> [Text]:
=== Begin Enclosure ===
(Davis Meltzer’s cover for the 1973 edition)
4.5/5 (Very Good)
Fresh off Malzberg’s intriguing young adult novel, Conversations (1975), I picked up a copy of the altogether more disturbing, transfixing, unnervingly prescient, and at moments, brilliant In The Enclosure (1972). As with many of Malzberg’s oeuvre, the work is infused with a steady dose of metafiction — our hero laments (and we writhe along with him in a malaise of unease), “I will never really know” (189). Just as Quir is unsure of his own reality, his diaristic words — which the reader is desperate to hold on to — are admittedly, “an impression, a conception, nothing more” (190).
Combining the science fiction trope of implanted memories with the literary narrative mode of the unreliable narrator creates an overwhelmingly uncomfortable gulf between reality and constructed reality. The result, the overpowering desire to pick up a piece of pulp science fiction where the future is rosy, technology = happiness, the kids smart, where rockets sprout up in backyards, and villains are of an altogether different shape.
Brief Plot Summary (some spoilers)
Here we are: in the enclosure. It has been some two years and four months since we were placed here (I have fully assimilated a sense of their chronology) and now, past the initial riots and educative tortures, things are comfortable” (5).
=== End Enclosure ===
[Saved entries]
=== Begin Enclosure ===
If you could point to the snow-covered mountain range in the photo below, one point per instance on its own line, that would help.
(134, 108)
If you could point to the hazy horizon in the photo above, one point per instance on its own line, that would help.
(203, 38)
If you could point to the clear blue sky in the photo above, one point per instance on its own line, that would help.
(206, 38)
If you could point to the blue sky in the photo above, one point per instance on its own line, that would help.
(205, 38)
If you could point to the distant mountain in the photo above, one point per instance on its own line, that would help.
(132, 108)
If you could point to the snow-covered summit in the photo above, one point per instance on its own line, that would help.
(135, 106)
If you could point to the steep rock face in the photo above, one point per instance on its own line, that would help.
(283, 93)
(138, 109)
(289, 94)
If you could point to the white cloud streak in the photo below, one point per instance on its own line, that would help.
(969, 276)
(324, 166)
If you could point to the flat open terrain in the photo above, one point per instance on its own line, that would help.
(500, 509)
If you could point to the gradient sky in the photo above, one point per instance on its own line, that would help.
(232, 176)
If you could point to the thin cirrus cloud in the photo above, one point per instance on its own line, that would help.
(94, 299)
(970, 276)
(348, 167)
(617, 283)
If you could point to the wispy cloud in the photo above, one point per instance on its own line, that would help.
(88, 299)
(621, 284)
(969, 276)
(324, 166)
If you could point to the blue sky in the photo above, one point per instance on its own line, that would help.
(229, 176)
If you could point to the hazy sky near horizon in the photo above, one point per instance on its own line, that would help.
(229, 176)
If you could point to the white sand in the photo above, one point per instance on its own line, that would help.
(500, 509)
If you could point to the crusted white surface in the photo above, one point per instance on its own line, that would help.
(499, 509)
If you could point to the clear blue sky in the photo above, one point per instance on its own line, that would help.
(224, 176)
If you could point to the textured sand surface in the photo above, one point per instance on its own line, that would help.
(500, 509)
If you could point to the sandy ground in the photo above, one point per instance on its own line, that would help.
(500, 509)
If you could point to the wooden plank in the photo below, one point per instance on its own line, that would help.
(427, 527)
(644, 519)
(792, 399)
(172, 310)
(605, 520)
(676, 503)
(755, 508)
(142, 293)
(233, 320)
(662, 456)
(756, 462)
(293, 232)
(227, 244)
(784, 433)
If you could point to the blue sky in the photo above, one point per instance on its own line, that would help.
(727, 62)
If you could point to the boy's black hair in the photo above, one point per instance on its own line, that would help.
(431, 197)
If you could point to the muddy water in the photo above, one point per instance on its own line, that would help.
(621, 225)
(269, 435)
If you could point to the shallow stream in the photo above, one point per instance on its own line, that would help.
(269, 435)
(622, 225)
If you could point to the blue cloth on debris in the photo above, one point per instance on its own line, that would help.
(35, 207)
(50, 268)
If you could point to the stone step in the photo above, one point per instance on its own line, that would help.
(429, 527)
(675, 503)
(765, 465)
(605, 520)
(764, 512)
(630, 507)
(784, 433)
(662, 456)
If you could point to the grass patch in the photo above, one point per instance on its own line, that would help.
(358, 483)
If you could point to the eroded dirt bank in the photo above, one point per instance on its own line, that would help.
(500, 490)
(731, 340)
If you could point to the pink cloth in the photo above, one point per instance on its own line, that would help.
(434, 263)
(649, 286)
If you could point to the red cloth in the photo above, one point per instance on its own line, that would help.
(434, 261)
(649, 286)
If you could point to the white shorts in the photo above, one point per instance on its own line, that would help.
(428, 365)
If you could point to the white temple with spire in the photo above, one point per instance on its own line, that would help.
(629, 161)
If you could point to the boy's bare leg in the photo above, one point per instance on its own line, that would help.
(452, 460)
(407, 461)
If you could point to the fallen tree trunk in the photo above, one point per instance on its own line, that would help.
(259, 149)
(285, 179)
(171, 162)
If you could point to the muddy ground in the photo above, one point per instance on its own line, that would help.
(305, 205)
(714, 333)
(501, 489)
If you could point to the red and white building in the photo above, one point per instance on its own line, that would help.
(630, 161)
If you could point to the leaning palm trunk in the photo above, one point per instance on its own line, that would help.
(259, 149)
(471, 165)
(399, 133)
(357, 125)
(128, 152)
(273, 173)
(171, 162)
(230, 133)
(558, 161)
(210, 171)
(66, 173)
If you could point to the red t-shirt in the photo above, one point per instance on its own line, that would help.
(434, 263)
=== End Enclosure ===
> [Brief 1]:
Answer from the review of In The Enclosure:
(a) In what year was Conversations published?
(b) Which science fiction trope does the review say is combined with the unreliable narrator?
(c) How long has the speaker in the closing quotation been in the enclosure?
> [Brief 2]: Write the next part of the review of In The Enclosure, picking up after its final sentence.

> [Task response 1]:
(a) 1975
(b) Implanted memories
(c) Some two years and four months

> [Task response 2]:
Quir is a humanoid alien who could pass for a human — In The Enclosure is his diary of his imprisonment, along with a few hundred of his kind, on Earth. Humans imprisoned his people when they landed, tortured them, and dangled promises of eventual freedom. The aliens have no memory of their homeworld and why they were sent out to Earth. They’ve also discovered that they have no ability to prevent their immense technological secrets from falling into the hands of the humans. They conclude that they’ve been conditioned to divulge their knowledge. But no one knows the reason.
The paradox is brutal — mankind’s problems (overpopulation, disease, the inability to develop space travel, etc) are solved while their saviors, the aliens, remain imprisoned, tortured, and subjected to continuous questions from their “therapists.”
Quir and his people do remember the journey to Earth. They adhered to rigorous hierarchy, they had a master of rituals which reinforced the hierarchy, but even that feels arbitrary, constructed, artificial…. That skeletal framework of a system crumbles entirely in the enclosure. Quir, scared from the experience and the inability to remember his own pre-voyage past retreats into himself, preying on female aliens in the hallways, ruminating on the reasons for the imprisonment.
The therapist’s questions are relentless. The life tedious — blank hallways, scraps of outside newspapers proclaiming great technological breakthroughs. The sex momentarily meaningful but ultimately meaningless.
The plot thickens when Quir admits to his therapist that there’s been an escape planned. It’s never really certain that there was an actually an escape planned, or an elaborate trap. However, Quir is so torn that he resolves to escape with his people. But their knowledge of the world is limited to the enclosure, the spaceship, nothing more. And for many, unusual memories are slowly returning.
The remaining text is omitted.